> [CHALLENGE]:
Can you switch "hillside" to "slope" in the rows that begin at the line with "Mark one point per instance of the brown" and continue through the last row, keeping everything else unchanged? Give back only those lines.

> [PROVIDED MATERIAL]:

********************

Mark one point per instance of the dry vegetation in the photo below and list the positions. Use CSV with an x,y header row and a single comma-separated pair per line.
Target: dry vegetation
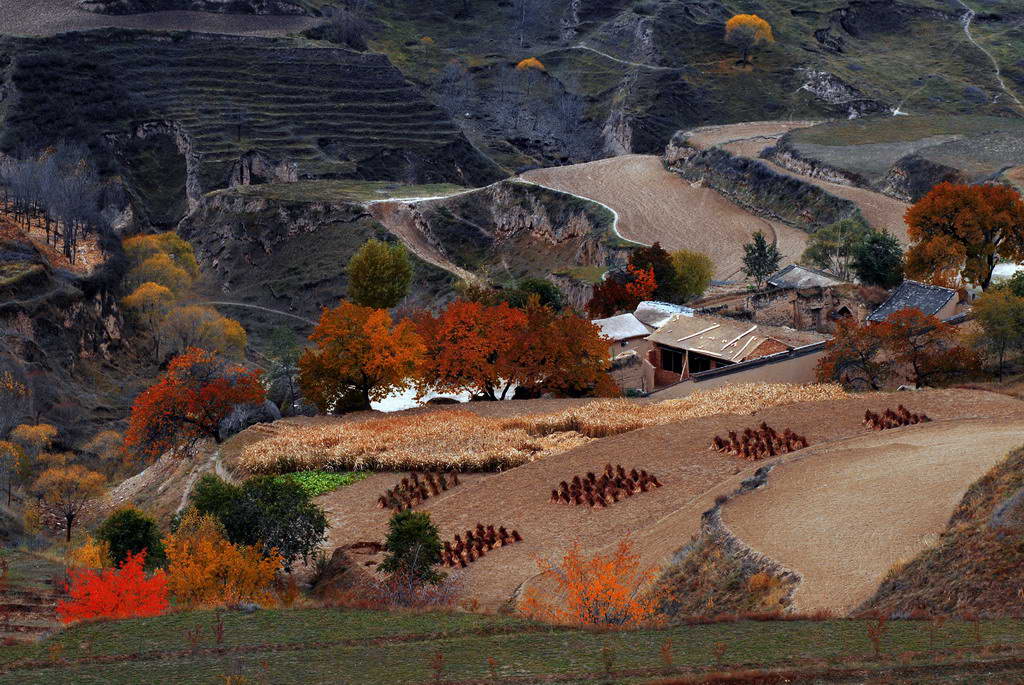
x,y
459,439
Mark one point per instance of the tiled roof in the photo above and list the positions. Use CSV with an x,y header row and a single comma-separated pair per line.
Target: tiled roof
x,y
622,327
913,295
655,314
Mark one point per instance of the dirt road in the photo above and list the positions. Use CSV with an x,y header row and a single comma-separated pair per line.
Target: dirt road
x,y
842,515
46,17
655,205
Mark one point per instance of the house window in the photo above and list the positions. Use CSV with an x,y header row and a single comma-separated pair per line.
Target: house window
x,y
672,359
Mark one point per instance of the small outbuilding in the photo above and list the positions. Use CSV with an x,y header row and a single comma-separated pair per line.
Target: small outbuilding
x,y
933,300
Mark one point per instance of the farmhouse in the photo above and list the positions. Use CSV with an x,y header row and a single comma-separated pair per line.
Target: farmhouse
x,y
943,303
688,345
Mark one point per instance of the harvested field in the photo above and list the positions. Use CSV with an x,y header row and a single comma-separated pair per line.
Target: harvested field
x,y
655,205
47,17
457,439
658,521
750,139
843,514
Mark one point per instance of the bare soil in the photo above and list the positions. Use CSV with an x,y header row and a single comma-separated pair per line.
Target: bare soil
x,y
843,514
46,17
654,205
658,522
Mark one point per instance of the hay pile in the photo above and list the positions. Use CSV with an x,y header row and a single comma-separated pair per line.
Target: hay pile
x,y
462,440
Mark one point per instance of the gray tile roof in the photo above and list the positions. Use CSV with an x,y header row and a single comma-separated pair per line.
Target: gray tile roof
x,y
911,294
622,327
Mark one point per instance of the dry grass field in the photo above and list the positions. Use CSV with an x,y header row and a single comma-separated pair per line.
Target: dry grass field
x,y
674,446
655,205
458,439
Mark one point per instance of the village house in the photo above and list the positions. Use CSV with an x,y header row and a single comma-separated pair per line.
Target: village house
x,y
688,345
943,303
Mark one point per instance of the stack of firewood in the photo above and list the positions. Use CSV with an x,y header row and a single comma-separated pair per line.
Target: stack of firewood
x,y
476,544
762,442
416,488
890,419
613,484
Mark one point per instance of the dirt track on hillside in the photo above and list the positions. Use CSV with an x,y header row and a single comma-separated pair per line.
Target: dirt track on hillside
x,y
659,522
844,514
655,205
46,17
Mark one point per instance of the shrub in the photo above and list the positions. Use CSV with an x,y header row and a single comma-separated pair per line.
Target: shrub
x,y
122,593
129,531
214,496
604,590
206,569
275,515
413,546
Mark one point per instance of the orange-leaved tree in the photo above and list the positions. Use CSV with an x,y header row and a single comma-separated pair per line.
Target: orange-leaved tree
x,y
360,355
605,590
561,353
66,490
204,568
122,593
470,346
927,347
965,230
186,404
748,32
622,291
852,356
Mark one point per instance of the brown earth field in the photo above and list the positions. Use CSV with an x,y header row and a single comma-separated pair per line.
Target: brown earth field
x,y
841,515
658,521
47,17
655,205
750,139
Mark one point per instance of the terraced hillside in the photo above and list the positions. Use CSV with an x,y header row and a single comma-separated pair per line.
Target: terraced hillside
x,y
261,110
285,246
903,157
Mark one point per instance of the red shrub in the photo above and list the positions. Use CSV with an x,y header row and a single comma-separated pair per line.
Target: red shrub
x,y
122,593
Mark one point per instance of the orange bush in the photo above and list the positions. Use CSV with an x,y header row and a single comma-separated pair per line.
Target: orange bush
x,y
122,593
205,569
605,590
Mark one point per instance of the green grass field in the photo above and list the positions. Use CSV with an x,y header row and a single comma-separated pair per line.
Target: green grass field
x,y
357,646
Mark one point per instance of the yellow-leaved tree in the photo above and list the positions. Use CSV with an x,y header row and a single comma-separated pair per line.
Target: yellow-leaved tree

********************

> [COMPLETE RESPONSE]:
Mark one point per instance of the brown earth field in the photo above and list the positions. Use CSV with an x,y header row and a single comma-separated pair per line.
Target: brown earth field
x,y
841,515
658,521
47,17
655,205
750,139
Mark one point per instance of the terraced slope in the photo above and list the positions. Use CSV with an x,y header row and a single comma-separated pair per line.
Target: terraced slope
x,y
261,110
285,246
903,157
Mark one point per instance of the red shrub in the photo above and list the positions. Use CSV with an x,y header row and a single comma-separated pair per line.
Target: red shrub
x,y
122,593
Mark one point per instance of the orange bush in the photo above and list the positions. Use CSV with an x,y header row and a single comma-separated pair per line.
Target: orange bush
x,y
122,593
205,569
605,590
Mark one point per instance of the green grass field in the photo above and list the positions. Use CSV with an x,y header row and a single comma-separated pair per line.
Target: green grass field
x,y
357,646
Mark one point per instance of the yellow-leaved tree in the photo above and list the positions. Use CSV with an x,y header row and a single comma-separated pair per line.
Target: yellow-leaved tree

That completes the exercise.